Text provided
>> START

Dr. Geil filled huge auditoriums worldwide as tens of thousands came to hear of his travels and experiences — yet after his death in 1925 he was largely forgotten. I find no reference to him as recently as the 2013 print edition of the Encyclopedia Britannica, nor its online edition. A major reason for this was my grandmother's grief at his death. Constance Emerson Geil, or "Grandy" to us kids, locked up his study and papers after he died in 1925. She remained in mourning until her own death in 1959. When the house was closed most of his papers were bought at auction and remained in storage for another 50 years.
I'm embarrassed and a little ashamed to admit that within the family we hadn't understood our grandfather or appreciated the magnitude of his accomplishments. We knew of his travels and trek along the Great Wall, but didn't grasp its importance. We certainly were not aware of his stature in China or that his books were translated and read there. To me, certainly, he just seemed odd and eccentric.
But history has a way of correcting things — and in 2008 history was making up for lost time!
Between January and June 2008 we exchanged e-mails with William in Beijing. He opened our eyes to our grandfather as never before. Dr. Geil wrote ten books and countless articles. As of 2008, four of his books have been translated into Chinese, including The Great Wall of China. Published in 1909 this was probably his seminal work. All his books are in the public domain, some of which are available for free download at Google Books.
We also learned more of the Great Wall generally and William Lindesay's work specifically. William has also walked the entire Great Wall, retracing Dr. Geil's steps before he even realized he was doing so. William has devoted his life to documentation and preservation of the Great Wall, and is the founder of International Friends of the Great Wall.
As if William's email wasn't amazing enough, another surprise followed shortly afterward. In March, the current owner of "The Barrens" tracked down my brother Brad in Virginia. "The Barrens" is a house in Bucks County, Pennsylvania — specifically Doylestown — near Philadelphia. It's a 10,000-square-foot mansion built after my grandparents married. It's constructed of reinforced concrete and took three years to build, from 1912 to 1915. Brad had tried to contact the owner in 1999, but I guess the stars weren't aligned yet. Now they were. My brother's letter surfaced whereupon the owner searched for Brad and found him!
My mother grew up at the Barrens after she was adopted at age 8 when her mother died. Years later my parents lived nearby in Abington, a suburb of Philadelphia, until I was 5 years old. I have fuzzy memories of visiting the Barrens when Grandy was alive, and later while staying there several weeks in the summer of 1959 following her death. My parents had to close up the house, a monumental task I'm sure! I don't what all happened subsequently except that it stood vacant at one point for several years. Kids would party there and some damage was done. Eventually the current owner bought the property in 1988 and restored it. He had heard of Dr. Geil and paid particular attention to my grandfather's study, keeping it as accurate as possible.

>> END

Extracted information

>> START

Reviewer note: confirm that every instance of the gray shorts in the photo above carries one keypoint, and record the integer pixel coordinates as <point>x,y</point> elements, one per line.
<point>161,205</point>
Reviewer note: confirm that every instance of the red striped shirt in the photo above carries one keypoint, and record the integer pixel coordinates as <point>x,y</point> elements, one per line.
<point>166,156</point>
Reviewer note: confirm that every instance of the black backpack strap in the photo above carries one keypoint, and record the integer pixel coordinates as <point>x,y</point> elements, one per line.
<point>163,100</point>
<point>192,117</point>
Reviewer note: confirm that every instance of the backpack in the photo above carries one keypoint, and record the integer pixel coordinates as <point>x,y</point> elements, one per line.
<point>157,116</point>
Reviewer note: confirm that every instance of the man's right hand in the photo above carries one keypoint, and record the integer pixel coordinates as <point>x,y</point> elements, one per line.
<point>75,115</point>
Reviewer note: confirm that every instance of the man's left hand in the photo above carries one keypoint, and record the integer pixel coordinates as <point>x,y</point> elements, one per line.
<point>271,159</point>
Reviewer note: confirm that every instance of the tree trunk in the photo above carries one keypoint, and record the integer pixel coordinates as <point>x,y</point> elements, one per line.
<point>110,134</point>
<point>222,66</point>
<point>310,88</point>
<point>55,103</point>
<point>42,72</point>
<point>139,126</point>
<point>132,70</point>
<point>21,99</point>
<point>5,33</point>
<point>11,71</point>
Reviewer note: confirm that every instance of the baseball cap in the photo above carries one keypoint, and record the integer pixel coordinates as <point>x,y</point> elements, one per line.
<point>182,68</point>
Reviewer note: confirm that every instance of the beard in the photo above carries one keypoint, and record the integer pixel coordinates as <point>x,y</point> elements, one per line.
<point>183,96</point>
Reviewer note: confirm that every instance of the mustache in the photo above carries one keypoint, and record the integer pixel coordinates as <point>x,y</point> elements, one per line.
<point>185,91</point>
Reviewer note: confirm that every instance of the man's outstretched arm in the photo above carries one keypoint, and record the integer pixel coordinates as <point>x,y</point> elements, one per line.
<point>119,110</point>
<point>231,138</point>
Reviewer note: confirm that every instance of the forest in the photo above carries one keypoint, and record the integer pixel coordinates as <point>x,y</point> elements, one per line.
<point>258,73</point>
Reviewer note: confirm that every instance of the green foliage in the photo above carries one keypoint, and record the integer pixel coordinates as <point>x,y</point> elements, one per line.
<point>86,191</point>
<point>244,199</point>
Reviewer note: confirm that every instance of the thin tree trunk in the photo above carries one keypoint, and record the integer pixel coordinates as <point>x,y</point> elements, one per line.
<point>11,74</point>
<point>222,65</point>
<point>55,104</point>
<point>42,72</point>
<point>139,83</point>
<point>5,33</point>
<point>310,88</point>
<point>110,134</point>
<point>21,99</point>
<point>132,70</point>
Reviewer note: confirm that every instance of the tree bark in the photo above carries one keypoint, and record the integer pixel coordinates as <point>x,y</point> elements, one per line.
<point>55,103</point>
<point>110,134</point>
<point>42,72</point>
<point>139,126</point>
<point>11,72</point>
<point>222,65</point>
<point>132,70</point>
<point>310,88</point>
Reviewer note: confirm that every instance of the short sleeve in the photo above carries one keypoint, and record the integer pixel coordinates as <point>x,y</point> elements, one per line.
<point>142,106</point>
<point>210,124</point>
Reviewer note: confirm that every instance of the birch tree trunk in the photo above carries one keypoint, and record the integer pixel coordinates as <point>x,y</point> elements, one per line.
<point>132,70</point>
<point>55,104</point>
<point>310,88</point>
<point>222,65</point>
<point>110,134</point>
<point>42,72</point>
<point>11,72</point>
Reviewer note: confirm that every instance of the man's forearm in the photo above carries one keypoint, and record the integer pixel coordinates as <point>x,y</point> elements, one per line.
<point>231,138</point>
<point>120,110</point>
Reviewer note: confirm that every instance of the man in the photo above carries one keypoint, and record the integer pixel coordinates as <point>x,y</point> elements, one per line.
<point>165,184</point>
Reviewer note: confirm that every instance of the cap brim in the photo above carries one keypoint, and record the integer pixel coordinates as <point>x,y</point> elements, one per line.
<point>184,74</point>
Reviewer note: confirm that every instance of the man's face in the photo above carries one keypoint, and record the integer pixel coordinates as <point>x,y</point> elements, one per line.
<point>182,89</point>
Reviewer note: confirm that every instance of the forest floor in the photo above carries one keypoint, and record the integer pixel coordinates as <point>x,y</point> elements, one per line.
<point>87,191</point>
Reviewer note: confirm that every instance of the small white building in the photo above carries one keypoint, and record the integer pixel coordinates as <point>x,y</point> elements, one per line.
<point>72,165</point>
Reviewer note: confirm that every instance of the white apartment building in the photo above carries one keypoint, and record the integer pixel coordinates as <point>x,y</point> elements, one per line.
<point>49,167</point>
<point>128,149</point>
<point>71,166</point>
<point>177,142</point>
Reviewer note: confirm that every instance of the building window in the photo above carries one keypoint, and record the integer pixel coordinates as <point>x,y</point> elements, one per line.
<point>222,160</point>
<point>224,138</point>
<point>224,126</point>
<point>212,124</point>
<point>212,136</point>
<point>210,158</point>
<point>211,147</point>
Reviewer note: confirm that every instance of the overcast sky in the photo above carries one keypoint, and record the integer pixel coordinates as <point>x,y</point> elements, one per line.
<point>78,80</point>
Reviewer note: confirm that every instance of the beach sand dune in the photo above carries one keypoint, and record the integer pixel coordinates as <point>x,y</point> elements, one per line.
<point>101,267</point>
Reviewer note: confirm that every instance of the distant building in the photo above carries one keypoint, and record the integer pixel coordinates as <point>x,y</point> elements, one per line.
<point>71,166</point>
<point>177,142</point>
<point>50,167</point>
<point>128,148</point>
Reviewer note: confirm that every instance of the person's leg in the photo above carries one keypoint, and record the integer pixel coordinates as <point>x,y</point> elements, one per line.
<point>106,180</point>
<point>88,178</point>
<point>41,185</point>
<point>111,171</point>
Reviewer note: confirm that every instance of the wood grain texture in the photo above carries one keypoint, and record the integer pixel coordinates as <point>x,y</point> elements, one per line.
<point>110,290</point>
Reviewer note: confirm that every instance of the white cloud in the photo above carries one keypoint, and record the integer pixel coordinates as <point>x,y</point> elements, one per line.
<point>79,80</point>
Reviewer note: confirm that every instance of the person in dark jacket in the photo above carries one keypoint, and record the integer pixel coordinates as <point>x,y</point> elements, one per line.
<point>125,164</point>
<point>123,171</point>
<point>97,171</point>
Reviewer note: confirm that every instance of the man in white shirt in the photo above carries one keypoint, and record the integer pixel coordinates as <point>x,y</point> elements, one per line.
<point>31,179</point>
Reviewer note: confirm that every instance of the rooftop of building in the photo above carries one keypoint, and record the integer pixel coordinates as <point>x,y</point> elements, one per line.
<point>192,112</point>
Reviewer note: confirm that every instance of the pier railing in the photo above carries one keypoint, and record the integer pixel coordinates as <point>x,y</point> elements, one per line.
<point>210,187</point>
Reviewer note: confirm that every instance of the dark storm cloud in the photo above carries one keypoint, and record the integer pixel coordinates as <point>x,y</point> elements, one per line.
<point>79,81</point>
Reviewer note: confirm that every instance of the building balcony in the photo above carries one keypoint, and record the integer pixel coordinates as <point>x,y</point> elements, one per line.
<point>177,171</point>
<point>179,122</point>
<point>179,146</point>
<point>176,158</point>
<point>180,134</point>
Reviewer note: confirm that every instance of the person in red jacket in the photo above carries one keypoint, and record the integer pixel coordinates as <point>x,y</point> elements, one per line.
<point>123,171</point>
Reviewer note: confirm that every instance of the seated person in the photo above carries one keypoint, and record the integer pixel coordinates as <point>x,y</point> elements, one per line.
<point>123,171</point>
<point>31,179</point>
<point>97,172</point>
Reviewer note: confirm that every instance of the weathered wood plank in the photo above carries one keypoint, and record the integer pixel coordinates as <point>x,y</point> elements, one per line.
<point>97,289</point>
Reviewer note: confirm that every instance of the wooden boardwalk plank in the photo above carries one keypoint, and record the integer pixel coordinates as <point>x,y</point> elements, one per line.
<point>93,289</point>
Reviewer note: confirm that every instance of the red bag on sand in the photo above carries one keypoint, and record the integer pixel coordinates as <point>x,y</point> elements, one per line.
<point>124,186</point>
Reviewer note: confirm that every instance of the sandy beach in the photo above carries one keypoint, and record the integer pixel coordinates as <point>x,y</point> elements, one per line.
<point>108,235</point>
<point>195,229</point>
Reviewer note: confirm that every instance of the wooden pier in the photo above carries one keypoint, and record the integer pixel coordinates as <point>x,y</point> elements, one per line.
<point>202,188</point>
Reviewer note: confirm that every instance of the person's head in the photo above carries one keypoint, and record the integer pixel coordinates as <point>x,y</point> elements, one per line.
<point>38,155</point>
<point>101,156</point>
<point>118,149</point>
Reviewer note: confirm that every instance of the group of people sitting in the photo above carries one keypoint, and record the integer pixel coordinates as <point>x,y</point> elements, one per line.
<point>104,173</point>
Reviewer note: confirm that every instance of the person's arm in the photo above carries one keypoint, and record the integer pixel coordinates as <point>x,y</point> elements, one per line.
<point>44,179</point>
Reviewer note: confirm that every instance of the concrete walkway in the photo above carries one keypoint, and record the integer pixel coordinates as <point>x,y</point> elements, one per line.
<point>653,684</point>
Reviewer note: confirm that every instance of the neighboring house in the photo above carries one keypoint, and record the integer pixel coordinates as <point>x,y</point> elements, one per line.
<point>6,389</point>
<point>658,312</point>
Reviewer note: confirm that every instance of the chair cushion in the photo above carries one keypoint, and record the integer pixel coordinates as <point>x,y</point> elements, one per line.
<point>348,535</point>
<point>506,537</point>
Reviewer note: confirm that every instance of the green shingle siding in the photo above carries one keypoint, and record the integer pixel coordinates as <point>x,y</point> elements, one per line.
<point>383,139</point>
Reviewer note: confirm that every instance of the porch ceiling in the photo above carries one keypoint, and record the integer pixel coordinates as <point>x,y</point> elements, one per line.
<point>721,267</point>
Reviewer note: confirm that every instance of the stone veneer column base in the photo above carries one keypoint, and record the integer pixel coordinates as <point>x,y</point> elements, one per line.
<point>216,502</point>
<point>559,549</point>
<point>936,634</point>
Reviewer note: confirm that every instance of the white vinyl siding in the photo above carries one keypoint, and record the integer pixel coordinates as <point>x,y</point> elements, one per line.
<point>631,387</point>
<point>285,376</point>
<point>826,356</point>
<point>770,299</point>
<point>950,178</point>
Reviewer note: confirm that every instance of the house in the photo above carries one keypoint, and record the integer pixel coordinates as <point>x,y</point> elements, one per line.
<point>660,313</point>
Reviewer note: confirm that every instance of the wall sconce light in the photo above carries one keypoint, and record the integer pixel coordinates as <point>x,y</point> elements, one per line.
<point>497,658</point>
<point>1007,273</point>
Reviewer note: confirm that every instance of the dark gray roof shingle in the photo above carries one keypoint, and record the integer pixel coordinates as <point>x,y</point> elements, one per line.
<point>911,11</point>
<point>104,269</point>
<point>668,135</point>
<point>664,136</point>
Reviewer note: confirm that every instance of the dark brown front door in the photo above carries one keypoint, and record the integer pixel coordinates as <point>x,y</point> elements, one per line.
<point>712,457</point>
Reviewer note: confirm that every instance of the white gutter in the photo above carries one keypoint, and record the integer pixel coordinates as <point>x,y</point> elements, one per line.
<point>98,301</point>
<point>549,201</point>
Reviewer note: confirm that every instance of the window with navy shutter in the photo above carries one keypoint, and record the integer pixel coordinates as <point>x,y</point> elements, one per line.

>> END

Aim 1
Please reproduce, word for word, the part of the passage about Dr. Geil that runs from "As if William's" up to and including "and found him!".
Aim 2
Extend the passage about Dr. Geil by writing what follows its last sentence.

Task result 1
As if William's email wasn't amazing enough, another surprise followed shortly afterward. In March, the current owner of "The Barrens" tracked down my brother Brad in Virginia. "The Barrens" is a house in Bucks County, Pennsylvania — specifically Doylestown — near Philadelphia. It's a 10,000-square-foot mansion built after my grandparents married. It's constructed of reinforced concrete and took three years to build, from 1912 to 1915. Brad had tried to contact the owner in 1999, but I guess the stars weren't aligned yet. Now they were. My brother's letter surfaced whereupon the owner searched for Brad and found him!

Task result 2
The Emerson Family
But "coincidence" wasn't finished yet! One Saturday morning in early June I received a message on my home answering machine here in Cleveland. The caller was John Emerson Viele, a distant relative in Maine who wanted to connect up with extended family. My grandmother had been Lucy Constance Emerson before she married Dr. Geil on June 6, 1912. She was related to Ralph Waldo Emerson but I don't know the exact connection. At that point in 2008, John Viele's parents owned the Emerson homestead in York, Maine, where Grandy and my mother had spent time during the summers. The house had been in the Emerson family for over 200 years. It had previously been the Woodbridge Tavern during the Revolutionary War and John Adams stayed there in the 1770s, years before becoming President.
Geil Papers Opened
As our family was experiencing these amazing events, unbeknownst to us other developments were occurring simultaneously in Doylestown, Pennsylvania. As I mentioned, Dr. Geil's papers had been purchased at auction when the Barrens was closed and sold in 1959. They were bought by Walter Gustafson and were contained in about 21 tin boxes that Dr. Geil had carried with him during his travels.
The boxes were stored in Mr. Gustafson's barn until his death 2005. Fast forward to 2008, around February Tim Adamsky, a local Doylestown resident and volunteer with the Doylestown Historical Society (DHS), learned of the existence of this material. He reached out to Mr. Gustafson's daughter, Marilyn Gustafson. This contact resulted ultimately in a very generous contribution of the material to DHS.
But still there's more. About this time Tim was Googling to find people and information related to the Great Wall and stumbled upon references to William Lindesay. Tim wrote William and now they were connected as well.
Return to Doylestown
So here we were. On New Years Day 2008 no one had found each other — and I didn't even know anyone was looking! By June, just six months later, an astonishing set of "coincidences" had taken place stretching from Beijing to Cleveland to Doylestown to Virginia and Maine. The stage was set, but for what?
The answer was quickly obvious. In late June everyone convened in Doylestown — just in time — to commemorate the 100th anniversary of William Edgar Geil's traverse along the Great Wall of China.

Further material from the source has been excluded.